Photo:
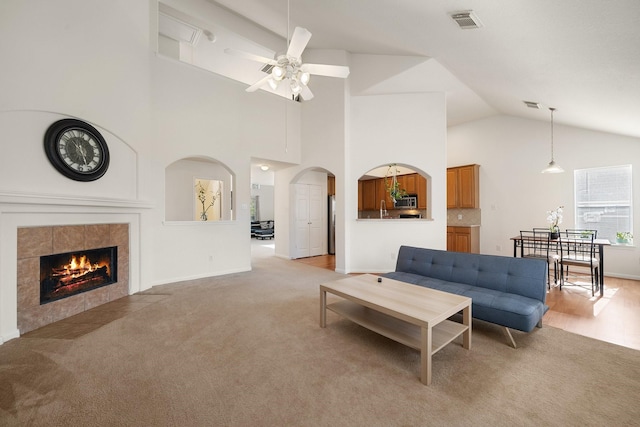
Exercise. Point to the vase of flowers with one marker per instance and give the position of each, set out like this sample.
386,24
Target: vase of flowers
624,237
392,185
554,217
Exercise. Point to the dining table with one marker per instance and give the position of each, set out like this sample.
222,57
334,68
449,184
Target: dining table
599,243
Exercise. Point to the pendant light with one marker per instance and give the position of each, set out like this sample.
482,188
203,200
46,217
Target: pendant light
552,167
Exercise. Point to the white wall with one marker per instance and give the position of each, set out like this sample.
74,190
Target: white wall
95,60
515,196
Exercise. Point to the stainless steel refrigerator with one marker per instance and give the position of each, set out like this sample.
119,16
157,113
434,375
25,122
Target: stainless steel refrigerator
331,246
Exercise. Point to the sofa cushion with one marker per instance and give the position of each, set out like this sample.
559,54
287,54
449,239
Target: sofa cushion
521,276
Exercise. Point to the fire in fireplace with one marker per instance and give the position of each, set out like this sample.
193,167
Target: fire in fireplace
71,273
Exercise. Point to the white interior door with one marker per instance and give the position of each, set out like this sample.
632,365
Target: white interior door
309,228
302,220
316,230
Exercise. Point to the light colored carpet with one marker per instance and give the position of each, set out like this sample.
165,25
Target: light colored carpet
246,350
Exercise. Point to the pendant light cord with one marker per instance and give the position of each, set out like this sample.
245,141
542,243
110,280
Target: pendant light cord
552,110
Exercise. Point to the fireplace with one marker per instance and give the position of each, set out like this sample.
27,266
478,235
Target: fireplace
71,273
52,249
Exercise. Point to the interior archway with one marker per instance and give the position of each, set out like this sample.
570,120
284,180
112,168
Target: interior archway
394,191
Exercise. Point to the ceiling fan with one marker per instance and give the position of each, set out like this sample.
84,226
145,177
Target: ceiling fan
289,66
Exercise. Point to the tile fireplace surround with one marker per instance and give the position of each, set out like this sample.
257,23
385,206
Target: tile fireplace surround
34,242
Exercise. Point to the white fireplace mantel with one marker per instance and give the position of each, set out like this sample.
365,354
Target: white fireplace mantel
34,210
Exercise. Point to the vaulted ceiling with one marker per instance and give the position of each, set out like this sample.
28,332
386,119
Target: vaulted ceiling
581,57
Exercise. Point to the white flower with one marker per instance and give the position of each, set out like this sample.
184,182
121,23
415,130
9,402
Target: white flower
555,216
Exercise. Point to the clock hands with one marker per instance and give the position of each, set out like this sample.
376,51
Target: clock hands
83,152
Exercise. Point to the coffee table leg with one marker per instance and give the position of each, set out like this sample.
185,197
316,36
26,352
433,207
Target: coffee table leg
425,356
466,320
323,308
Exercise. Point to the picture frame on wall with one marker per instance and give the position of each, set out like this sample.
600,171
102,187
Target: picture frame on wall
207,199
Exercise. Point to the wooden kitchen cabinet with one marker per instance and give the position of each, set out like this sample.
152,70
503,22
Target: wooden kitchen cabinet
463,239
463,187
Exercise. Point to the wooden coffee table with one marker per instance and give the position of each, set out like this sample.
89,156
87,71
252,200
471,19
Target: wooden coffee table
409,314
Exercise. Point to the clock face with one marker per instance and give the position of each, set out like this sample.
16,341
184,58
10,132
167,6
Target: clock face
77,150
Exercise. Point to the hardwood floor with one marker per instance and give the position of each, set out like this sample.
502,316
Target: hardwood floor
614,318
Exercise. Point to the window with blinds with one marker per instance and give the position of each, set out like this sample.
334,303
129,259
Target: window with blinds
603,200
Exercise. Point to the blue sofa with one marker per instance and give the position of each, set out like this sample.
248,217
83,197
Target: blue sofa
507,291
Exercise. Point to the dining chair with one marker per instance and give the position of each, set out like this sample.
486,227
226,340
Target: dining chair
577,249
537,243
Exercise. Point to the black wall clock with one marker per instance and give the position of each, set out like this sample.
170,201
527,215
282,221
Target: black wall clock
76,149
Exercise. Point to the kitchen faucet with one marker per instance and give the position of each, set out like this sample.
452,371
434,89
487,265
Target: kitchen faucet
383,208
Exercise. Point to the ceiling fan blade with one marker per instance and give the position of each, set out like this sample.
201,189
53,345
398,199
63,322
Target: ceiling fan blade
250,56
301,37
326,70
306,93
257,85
= = = = = = =
■ Required work
Reproduce verbatim everything from the line containing "Exercise. Point to the black" down to the end of the material.

■ Solution below
Exercise. Point to the black wall clock with one marker per instance and give the position of each, set out like this sample.
170,201
527,215
282,221
Target: black wall clock
76,149
Exercise. Point to the kitchen faucet with one marker per instance and give the position of each, set out like this sample.
452,371
434,89
487,265
Target: kitchen faucet
383,208
Exercise. Point to the ceiling fan blade with one marker per instance and give the position of each, set out like this sample.
201,189
53,345
398,199
63,322
Target: ceiling fan blade
250,56
301,37
326,70
306,93
257,85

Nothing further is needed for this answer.